__Excerpt provided__
Chief Executive, Royal Melbourne Health
- Incumbent
- Assumed office 2017

Personal details
- Occupation: Neurologist

= Christine Kilpatrick =

Australian neurologist

Christine Kilpatrick is an Australian neurologist and the chief executive of Royal Melbourne Health. She has held this position since 2017. Previously, she was the chief executive of the Royal Children's Hospital from 2008 to 2017 and the executive director of Medical Services, Melbourne Health and executive director of the Royal Melbourne Hospital from 2004 to 2008. Before she held these positions, she worked as a neurologist at Royal Melbourne Health and engaged in extensive neurological research, especially epilepsy.

== Career ==
After earning an MBBS from the Melbourne Medical School, Kilpatrick began a career in neurology. She specialised in the treatment of epilepsy and was in charge of the Royal Melbourne's Hospital Epilepsy Program for 11 years. During this time period, she participated in numerous studies, most of them involving epilepsy. In 2004, she was appointed executive director of Medical Services at the Royal Melbourne Hospital. She then moved away from directly treating patients to health management. She was appointed as the chief executive of the Royal Children's Hospital in 2008. She held this position for 9 years before being promoted to Chief Executive of Royal Melbourne Health.

Point localization data:

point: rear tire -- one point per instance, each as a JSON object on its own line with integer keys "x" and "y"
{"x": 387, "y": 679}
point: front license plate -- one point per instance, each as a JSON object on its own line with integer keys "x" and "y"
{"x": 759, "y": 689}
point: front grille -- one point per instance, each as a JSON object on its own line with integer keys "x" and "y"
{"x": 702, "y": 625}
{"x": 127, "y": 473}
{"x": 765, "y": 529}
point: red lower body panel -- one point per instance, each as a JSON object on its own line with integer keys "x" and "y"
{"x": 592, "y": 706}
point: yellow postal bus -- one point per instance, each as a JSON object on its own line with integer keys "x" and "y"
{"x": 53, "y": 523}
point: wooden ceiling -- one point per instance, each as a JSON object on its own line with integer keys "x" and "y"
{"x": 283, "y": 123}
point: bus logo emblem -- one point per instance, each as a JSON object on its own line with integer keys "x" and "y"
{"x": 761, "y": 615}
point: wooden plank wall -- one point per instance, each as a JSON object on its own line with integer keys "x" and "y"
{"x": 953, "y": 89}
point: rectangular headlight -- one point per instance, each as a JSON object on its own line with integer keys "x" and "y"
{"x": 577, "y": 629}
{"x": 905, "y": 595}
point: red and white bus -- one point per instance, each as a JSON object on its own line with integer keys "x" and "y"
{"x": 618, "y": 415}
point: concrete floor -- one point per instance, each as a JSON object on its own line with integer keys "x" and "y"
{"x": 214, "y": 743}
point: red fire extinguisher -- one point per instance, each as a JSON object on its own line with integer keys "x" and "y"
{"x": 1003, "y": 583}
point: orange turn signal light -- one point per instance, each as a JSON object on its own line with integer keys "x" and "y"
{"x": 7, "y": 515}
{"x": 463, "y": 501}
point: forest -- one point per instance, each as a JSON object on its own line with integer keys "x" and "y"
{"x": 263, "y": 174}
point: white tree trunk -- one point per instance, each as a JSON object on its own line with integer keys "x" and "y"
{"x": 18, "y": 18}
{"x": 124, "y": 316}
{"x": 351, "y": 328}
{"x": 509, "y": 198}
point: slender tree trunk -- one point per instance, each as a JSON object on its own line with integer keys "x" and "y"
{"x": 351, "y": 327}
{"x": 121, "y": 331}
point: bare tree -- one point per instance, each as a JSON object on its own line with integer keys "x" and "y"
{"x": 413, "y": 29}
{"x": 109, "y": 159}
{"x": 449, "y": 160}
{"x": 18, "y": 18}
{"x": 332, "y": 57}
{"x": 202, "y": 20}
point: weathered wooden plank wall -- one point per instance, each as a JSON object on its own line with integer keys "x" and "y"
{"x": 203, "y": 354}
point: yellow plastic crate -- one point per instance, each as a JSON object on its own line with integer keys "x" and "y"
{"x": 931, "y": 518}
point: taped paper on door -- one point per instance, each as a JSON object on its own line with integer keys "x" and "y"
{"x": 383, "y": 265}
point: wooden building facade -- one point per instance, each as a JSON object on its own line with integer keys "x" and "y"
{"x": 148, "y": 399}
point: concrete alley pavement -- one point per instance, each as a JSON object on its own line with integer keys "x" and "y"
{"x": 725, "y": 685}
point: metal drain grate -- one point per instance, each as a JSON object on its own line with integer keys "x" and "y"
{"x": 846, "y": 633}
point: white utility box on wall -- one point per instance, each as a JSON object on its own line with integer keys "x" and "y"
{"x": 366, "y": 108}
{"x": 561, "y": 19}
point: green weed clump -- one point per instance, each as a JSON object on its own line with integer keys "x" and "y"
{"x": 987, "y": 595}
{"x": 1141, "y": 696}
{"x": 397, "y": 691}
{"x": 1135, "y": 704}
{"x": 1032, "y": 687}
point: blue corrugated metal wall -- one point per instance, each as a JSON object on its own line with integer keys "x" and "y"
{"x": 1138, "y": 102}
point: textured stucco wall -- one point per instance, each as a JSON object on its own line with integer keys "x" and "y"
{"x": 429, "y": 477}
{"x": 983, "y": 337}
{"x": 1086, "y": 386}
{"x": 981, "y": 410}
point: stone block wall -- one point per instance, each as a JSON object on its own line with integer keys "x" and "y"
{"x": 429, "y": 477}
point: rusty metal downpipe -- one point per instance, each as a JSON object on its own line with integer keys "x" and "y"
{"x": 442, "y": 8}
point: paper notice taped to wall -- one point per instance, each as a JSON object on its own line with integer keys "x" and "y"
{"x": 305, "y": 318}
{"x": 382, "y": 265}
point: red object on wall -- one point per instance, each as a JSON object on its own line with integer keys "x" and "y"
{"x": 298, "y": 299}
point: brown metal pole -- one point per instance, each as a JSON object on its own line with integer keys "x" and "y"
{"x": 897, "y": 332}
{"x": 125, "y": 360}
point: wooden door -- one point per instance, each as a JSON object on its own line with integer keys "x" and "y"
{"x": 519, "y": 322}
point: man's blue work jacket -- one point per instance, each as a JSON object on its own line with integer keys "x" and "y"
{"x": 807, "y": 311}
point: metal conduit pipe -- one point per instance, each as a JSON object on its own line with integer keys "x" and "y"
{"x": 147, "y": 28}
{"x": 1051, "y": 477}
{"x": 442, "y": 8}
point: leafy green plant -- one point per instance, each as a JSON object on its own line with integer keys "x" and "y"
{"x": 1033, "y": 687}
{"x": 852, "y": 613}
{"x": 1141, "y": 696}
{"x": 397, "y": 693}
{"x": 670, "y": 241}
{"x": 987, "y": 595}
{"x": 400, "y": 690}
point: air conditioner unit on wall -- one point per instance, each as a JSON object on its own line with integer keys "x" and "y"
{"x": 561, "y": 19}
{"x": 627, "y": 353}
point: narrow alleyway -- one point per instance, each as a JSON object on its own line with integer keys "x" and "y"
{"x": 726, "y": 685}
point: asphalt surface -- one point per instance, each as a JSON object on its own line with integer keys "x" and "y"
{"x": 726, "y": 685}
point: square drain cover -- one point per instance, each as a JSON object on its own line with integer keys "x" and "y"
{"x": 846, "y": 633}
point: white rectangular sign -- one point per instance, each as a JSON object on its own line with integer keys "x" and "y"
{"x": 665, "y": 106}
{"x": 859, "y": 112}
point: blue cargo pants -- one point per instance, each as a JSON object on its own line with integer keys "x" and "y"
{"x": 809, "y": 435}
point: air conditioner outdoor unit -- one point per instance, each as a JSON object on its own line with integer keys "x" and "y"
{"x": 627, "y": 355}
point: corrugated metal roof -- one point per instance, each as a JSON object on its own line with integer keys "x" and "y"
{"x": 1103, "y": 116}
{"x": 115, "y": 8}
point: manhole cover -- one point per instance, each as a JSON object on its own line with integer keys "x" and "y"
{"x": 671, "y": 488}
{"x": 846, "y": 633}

__Assigned task__
Can you sum up the Christine Kilpatrick profile in two sentences? These records are material separate from the Christine Kilpatrick profile.

__Solution below__
Christine Kilpatrick is an Australian neurologist who has been chief executive of Royal Melbourne Health since 2017, after serving as chief executive of the Royal Children's Hospital from 2008 to 2017. Before moving into health management, she specialized in treating epilepsy, ran the Royal Melbourne Hospital's Epilepsy Program for 11 years, and took part in numerous studies.